--- START Supplied records ---
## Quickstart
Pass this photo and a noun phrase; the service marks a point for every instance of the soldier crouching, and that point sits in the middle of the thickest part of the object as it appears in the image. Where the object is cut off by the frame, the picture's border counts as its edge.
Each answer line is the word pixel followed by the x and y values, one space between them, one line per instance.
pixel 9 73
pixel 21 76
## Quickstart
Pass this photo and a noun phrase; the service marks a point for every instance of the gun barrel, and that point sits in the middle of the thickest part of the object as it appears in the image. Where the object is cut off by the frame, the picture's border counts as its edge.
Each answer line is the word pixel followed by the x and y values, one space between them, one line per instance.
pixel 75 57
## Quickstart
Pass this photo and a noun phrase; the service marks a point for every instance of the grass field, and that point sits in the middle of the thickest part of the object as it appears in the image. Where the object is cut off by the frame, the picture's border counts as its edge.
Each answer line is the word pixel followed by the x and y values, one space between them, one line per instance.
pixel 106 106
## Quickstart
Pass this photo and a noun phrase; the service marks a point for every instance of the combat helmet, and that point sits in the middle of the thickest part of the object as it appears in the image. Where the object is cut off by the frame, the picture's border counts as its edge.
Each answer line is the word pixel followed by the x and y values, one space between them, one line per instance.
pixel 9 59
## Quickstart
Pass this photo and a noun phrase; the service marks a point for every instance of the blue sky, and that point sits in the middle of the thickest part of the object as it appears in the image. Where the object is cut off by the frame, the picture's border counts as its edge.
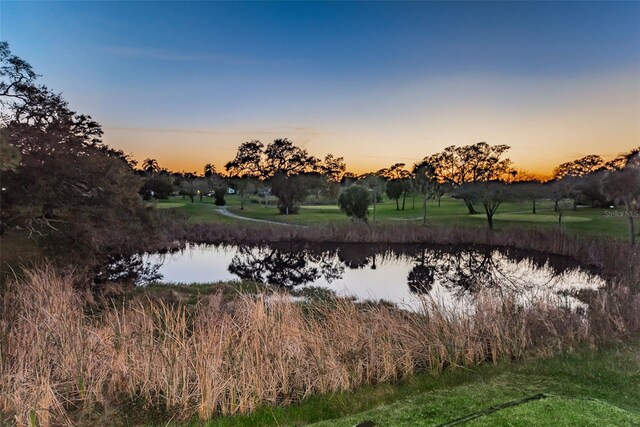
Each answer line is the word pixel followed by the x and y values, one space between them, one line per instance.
pixel 376 82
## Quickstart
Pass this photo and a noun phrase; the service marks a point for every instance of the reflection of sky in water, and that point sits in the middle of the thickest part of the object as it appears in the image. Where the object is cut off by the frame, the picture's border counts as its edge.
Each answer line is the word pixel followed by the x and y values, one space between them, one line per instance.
pixel 388 281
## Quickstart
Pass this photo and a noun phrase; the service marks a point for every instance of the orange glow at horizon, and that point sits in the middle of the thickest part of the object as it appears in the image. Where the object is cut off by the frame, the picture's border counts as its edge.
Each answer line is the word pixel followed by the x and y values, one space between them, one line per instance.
pixel 545 122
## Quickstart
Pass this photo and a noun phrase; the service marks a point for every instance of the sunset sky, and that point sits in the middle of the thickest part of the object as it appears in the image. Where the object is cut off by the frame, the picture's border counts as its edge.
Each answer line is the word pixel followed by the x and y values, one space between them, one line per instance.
pixel 377 83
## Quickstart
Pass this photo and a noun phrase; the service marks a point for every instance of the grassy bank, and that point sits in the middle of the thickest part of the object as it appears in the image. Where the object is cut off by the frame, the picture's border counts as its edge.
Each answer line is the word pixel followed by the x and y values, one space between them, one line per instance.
pixel 450 212
pixel 70 358
pixel 584 387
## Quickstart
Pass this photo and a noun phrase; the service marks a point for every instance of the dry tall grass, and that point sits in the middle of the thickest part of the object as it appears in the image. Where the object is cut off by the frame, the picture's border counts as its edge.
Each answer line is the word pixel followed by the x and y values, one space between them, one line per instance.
pixel 61 362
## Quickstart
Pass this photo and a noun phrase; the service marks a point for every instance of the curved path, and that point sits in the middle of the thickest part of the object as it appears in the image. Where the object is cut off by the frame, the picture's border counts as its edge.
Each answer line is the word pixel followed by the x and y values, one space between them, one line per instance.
pixel 223 210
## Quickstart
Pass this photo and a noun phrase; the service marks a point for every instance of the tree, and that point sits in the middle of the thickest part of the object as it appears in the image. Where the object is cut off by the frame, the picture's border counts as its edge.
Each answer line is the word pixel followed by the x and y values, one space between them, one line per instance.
pixel 9 155
pixel 376 185
pixel 354 201
pixel 189 184
pixel 394 190
pixel 579 167
pixel 529 191
pixel 401 179
pixel 289 169
pixel 471 163
pixel 426 182
pixel 491 194
pixel 158 187
pixel 333 169
pixel 248 162
pixel 560 191
pixel 623 187
pixel 150 166
pixel 74 194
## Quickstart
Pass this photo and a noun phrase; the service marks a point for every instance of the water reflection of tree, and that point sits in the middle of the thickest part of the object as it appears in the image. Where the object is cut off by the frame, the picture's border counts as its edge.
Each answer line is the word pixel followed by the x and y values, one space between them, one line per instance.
pixel 128 269
pixel 285 268
pixel 463 271
pixel 357 256
pixel 422 276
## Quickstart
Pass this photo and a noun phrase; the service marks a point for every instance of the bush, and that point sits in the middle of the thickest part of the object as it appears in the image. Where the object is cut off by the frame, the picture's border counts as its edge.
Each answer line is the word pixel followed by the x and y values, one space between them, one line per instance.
pixel 354 201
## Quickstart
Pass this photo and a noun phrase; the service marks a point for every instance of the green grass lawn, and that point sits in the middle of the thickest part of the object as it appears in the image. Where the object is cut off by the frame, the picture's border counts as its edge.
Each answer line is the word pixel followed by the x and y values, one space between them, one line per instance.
pixel 587 388
pixel 584 220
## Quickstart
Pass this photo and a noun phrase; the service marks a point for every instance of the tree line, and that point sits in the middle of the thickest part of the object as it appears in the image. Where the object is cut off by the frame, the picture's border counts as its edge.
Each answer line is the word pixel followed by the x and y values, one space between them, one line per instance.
pixel 67 188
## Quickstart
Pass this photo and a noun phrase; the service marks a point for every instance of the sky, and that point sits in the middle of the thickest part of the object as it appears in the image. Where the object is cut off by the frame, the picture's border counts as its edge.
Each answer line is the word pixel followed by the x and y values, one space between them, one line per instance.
pixel 375 82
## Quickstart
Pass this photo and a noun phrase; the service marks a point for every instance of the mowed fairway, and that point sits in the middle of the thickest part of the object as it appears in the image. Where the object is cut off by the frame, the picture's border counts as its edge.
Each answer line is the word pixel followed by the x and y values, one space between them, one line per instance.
pixel 586 388
pixel 584 220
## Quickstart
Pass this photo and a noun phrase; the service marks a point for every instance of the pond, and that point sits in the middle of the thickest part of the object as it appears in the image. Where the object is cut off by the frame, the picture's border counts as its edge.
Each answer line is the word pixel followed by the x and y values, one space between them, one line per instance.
pixel 402 274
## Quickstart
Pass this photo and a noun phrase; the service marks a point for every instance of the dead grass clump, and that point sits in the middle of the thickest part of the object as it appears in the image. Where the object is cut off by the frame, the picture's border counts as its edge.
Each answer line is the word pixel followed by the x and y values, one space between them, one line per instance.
pixel 60 363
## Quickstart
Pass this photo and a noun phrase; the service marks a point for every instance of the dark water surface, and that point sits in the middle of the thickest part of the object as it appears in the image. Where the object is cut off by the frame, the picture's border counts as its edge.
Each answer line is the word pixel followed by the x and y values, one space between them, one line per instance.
pixel 402 274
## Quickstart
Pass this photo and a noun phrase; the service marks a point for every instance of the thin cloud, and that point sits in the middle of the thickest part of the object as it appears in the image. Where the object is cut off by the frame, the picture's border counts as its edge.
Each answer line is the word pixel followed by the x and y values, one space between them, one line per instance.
pixel 293 130
pixel 168 55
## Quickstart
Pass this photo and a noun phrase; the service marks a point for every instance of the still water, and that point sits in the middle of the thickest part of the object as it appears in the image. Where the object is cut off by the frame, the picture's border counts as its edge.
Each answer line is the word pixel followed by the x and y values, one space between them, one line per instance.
pixel 403 274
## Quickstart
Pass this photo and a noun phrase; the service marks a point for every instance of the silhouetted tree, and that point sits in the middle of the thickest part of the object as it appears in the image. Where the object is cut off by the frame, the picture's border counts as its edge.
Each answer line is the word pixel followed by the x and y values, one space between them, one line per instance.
pixel 426 182
pixel 471 163
pixel 579 167
pixel 491 194
pixel 74 193
pixel 623 187
pixel 354 201
pixel 376 185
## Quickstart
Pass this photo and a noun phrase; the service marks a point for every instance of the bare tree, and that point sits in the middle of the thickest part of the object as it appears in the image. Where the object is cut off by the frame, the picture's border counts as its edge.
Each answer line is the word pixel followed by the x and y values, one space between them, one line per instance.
pixel 471 163
pixel 624 187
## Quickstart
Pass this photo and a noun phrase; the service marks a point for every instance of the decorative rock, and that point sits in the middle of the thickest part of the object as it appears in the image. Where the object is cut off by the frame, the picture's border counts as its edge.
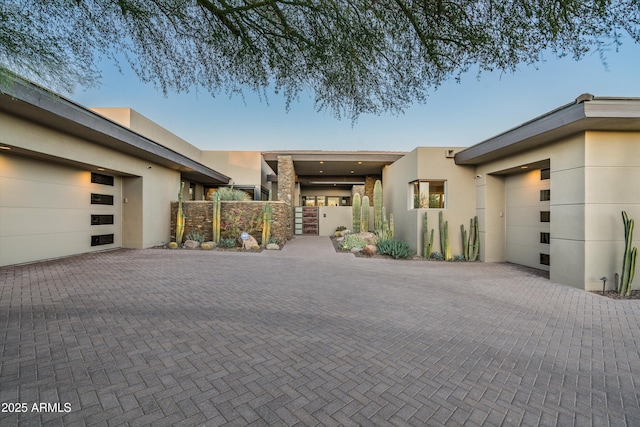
--- END Supplied records ---
Written exercise: Arrange as a numbered list only the lines from the beginning of the material through the line containing "pixel 21 76", both included, and omit any blank lines.

Task result:
1. ## Quickstart
2. Pass this photo and a noun phrase; the service marks a point for every instance of the soldier crouching, and that point sits in the middle of the thickest part of the object as it appears in the image. Where the object is cut off by the frame, the picture's border counts as its edge.
3. Each answer line is the word pixel followed by the x and y values, one space between them, one line per instance.
4. pixel 9 73
5. pixel 21 76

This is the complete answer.